# Instrucciones
A. Responde estas preguntas sobre el hilo del foro acerca del 74LS245 y el 74LS241:
(i) ¿Cuántas entradas de habilitación tiene el 74LS241?
(ii) ¿De qué tamaño es la matriz que caro0126 quiere conectar al 74LS157?
(iii) ¿En qué programa está haciendo caro0126 la conexión del bidireccional?
B. Copia el hilo del foro desde las palabras "# 74ls245 y" y detente después de "un bidireccional ?", cambiando "bidireccional" por "reversible".

# Fragmento del texto
- - - - -
# 74ls245 y 74ls241



## caro0126 (May 27, 2012)

No entiendo como funcionan los dos o para que sirven se que son buffer pero como manejarlos para que sea un bidireccional ?


estoy conectando en proteus un bidireccional  a un 74ls157  para que de hay pueda controlar o un motor o un sensor pero no se como funcionan


----------



## Daniel Meza (May 27, 2012)

Ambos son buffers (reforzadores de señales lógicas), el 74LS241 es un buffer unidireccional con 2 entradas de habilitación. A diferencia del 74LS245 el cual es un buffer bidireccional, es decir bajo cierto estado de la entrada de CTRL las entradas funcionan como entradas y las salidas como salidas, en otro cierto estado la respuesta se invierte, entrada=salida, salida=entrada, son de especial uso en interfaces de buses para microprocesador. Remítete a la hoja de de datos de ambos para aclarar mejor tu duda. Saludos


----------



## caro0126 (May 27, 2012)

Gracias  ,  otra pregunta sabes como puedo conectar una matriz 5*7 a un mux 74LS157 ?


----------



## Daniel Meza (May 27, 2012)

> Gracias  , otra pregunta sabes como puedo conectar una matriz 5*7 a un mux 74LS157 ?


Depende de como debas de manejarlo. Se me hace extraño, el mux 74LS157 es básicamente un conjunto de 4 mux en paralelo. No se me ocurre alguna forma para manejar la matriz


----------
- - - - -
Elementos guardados

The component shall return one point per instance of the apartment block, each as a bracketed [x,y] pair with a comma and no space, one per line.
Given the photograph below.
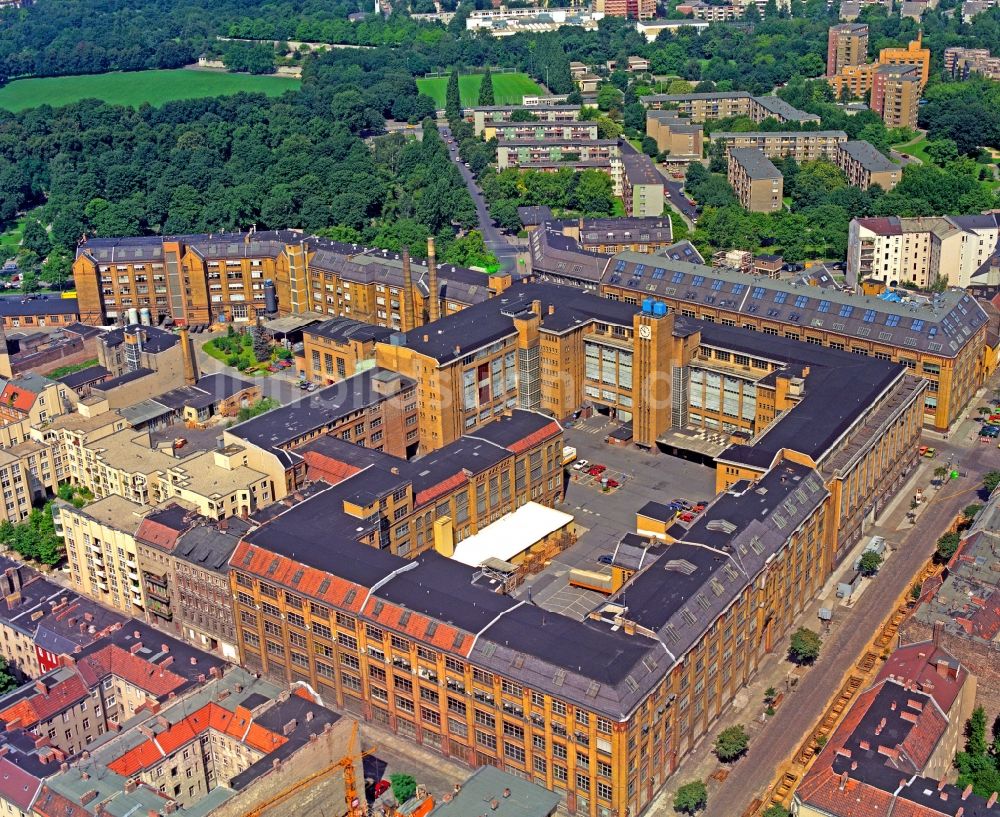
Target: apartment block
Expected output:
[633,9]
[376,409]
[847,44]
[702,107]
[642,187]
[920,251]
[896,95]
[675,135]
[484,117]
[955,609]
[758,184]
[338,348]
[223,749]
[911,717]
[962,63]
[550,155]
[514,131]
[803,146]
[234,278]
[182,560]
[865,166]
- - - - -
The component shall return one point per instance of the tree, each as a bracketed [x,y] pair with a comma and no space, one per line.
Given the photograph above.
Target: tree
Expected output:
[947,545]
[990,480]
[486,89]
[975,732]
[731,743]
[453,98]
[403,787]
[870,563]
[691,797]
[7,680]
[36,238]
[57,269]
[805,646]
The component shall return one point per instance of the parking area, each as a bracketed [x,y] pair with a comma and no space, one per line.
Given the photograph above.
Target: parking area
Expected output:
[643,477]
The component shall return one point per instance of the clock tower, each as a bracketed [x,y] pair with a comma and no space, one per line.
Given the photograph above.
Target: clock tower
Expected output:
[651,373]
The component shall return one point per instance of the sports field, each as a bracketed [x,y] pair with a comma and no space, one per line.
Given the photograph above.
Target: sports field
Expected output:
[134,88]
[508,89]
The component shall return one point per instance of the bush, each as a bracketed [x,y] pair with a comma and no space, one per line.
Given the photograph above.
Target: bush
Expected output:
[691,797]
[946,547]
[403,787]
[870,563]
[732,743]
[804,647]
- - - - -
# Respuestas
A.
(i) Tiene 2 entradas de habilitación.
(ii) Es una matriz de 5*7.
(iii) La está haciendo en proteus.

B.
# 74ls245 y 74ls241



## caro0126 (May 27, 2012)

No entiendo como funcionan los dos o para que sirven se que son buffer pero como manejarlos para que sea un reversible ?